[Records from a collection]
+ + + + + + +

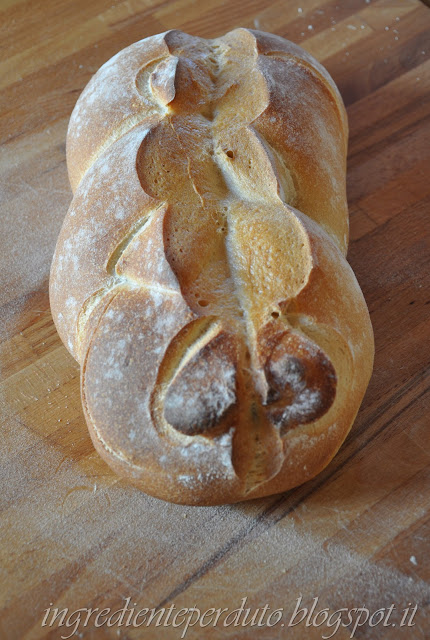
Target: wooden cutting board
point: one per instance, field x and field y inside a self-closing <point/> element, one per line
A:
<point x="72" y="535"/>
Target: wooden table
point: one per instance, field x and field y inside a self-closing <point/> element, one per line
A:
<point x="358" y="534"/>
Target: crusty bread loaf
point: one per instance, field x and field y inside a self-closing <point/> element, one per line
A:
<point x="200" y="276"/>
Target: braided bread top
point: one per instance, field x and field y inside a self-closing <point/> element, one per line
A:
<point x="200" y="277"/>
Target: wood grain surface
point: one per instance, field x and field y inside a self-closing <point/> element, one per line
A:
<point x="74" y="536"/>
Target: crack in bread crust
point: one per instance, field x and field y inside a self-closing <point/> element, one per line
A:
<point x="218" y="243"/>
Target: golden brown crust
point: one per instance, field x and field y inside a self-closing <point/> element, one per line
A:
<point x="200" y="275"/>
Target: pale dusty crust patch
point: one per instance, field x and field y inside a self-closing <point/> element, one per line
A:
<point x="200" y="277"/>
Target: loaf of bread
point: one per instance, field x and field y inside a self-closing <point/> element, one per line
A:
<point x="200" y="277"/>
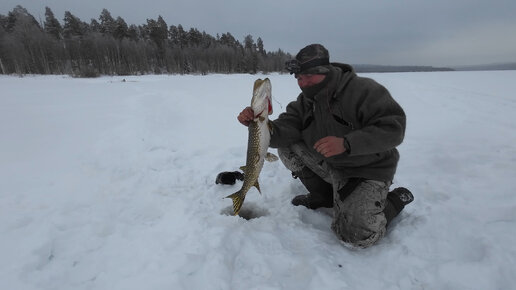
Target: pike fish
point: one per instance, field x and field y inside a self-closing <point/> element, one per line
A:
<point x="257" y="143"/>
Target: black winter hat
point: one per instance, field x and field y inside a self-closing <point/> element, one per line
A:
<point x="312" y="59"/>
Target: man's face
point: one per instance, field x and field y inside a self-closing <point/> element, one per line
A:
<point x="305" y="81"/>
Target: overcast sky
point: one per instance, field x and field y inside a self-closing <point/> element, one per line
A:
<point x="387" y="32"/>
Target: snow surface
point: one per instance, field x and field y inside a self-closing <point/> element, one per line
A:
<point x="109" y="184"/>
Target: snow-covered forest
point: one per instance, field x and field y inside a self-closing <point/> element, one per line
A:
<point x="110" y="46"/>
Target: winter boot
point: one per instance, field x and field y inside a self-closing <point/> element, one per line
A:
<point x="396" y="201"/>
<point x="320" y="192"/>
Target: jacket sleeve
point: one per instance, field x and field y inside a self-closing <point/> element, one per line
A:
<point x="286" y="129"/>
<point x="382" y="118"/>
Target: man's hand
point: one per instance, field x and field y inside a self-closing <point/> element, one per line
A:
<point x="246" y="116"/>
<point x="330" y="146"/>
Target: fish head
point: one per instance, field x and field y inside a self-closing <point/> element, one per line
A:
<point x="261" y="103"/>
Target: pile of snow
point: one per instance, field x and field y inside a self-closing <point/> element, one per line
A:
<point x="109" y="184"/>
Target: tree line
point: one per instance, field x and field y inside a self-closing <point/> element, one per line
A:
<point x="109" y="46"/>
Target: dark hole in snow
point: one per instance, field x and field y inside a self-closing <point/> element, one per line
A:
<point x="248" y="211"/>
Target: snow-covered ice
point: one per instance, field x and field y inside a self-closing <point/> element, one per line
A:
<point x="109" y="184"/>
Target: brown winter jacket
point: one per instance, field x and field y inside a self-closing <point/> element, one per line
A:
<point x="356" y="108"/>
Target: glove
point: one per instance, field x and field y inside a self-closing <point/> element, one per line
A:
<point x="227" y="177"/>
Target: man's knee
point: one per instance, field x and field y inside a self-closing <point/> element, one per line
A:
<point x="290" y="159"/>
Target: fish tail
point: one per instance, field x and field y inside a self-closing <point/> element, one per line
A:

+ + + + + + +

**JOB**
Reproduce all of the material above word for word, leaving out the pictures.

**TASK OUTPUT**
Target: wooden cutting board
point: one per instance, field x and field y inside a self-closing <point/> element, one per line
A:
<point x="72" y="535"/>
Target: wooden table
point: one per instance, field x and field y inside a self-closing <point/> element, one per line
A:
<point x="358" y="534"/>
Target: crusty bread loaf
point: one per instance, field x and field y inside a self-closing <point/> element, one per line
A:
<point x="200" y="276"/>
Target: braided bread top
point: one per instance, field x and field y inside a self-closing <point/> element, one per line
A:
<point x="200" y="277"/>
Target: wood grain surface
point: one per instance, field x and field y inside a self-closing <point/> element, one per line
A:
<point x="74" y="536"/>
Target: crack in bread crust
point: one per instance, field x and field y inside a self-closing <point/> element, one per line
A:
<point x="218" y="243"/>
Target: golden brown crust
point: one per instance, field x and field y inside a self-closing <point/> element, one per line
A:
<point x="200" y="275"/>
Target: pale dusty crust patch
point: one per instance, field x and field y inside a self-closing <point/> element, one per line
A:
<point x="200" y="277"/>
Target: loaf of bread
point: one per instance, field x and field y inside a self-closing <point/> element, one per line
A:
<point x="200" y="277"/>
Target: pike fish
point: one per instance, field x and field y inside a self-closing <point/> element, one per line
A:
<point x="257" y="143"/>
Target: black winter hat
point: one per instance, field x and field y inside a self-closing <point/> element, one per line
A:
<point x="312" y="59"/>
Target: man's face
point: one per instance, field x and field y inside a self-closing <point/> element, one per line
A:
<point x="305" y="81"/>
Target: overcast sky
point: one per instance, field x and field y inside a self-closing <point/> element, one per line
A:
<point x="387" y="32"/>
Target: snow surface
point: one per instance, field x and field y inside a self-closing <point/> element, one per line
A:
<point x="109" y="184"/>
Target: snow-covered forest
point: one per instance, field x and field y inside a self-closing <point/> element, one per line
A:
<point x="110" y="46"/>
Target: winter boot
point: one per instance, field x and field y inside a self-closing <point/> element, one per line
A:
<point x="396" y="201"/>
<point x="320" y="192"/>
Target: jacket sleeve
point: one per instance, field x and field y inside a self-closing <point/> element, one per line
A:
<point x="286" y="129"/>
<point x="382" y="118"/>
Target: man's hand
point: one per instance, field x and field y inside a self-closing <point/> element, one per line
A:
<point x="246" y="116"/>
<point x="330" y="146"/>
Target: fish head
point: one per instance, field x and field y inside a self-closing <point/> element, one per line
A:
<point x="261" y="103"/>
Target: pile of snow
point: one per instance, field x and field y inside a self-closing <point/> element, one per line
A:
<point x="109" y="184"/>
Target: tree line
point: one per instance, field x and field y inside a self-closing <point/> element, one per line
A:
<point x="109" y="46"/>
Target: dark hole in snow
point: one per instance, field x and field y inside a self-closing <point/> element, one per line
A:
<point x="248" y="211"/>
Target: snow-covered ice
point: one per instance, field x and field y inside a self-closing <point/> element, one per line
A:
<point x="109" y="184"/>
Target: brown winter jacket
point: one per instance, field x and field y inside a self-closing <point/> element, one per line
A:
<point x="356" y="108"/>
Target: glove
point: one per instance, field x and field y inside a self-closing <point/> element, one per line
A:
<point x="227" y="177"/>
Target: man's knee
point: one per instance, field x and field y inside a self-closing <point/> element, one per line
A:
<point x="290" y="159"/>
Target: fish tail
point: one per instance, field x and field y inside a self-closing <point/> element, one per line
A:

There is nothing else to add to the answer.